# Given data
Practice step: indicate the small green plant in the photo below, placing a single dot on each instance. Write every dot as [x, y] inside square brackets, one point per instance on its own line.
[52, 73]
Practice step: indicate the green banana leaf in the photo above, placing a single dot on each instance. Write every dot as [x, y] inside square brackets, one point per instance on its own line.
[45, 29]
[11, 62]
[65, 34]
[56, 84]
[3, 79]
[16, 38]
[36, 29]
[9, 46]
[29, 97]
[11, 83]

# Task directions
Rewrite the lines above, changing "green" to "light green" everywhere it appears and leaving everything else the same.

# Exercise response
Practice step: indicate the small light green plant in the photo below, placing a single dot on each instance. Write every dot as [x, y] inside square brackets, one point per instance on its own line.
[52, 73]
Practice step: indicate the light green banana leaf in the photo above, placing a single dot on each instance. Write every dot as [x, y] inside square brackets, one point per instance on its own line.
[45, 29]
[11, 62]
[65, 34]
[56, 84]
[3, 79]
[16, 38]
[36, 29]
[9, 46]
[29, 97]
[11, 83]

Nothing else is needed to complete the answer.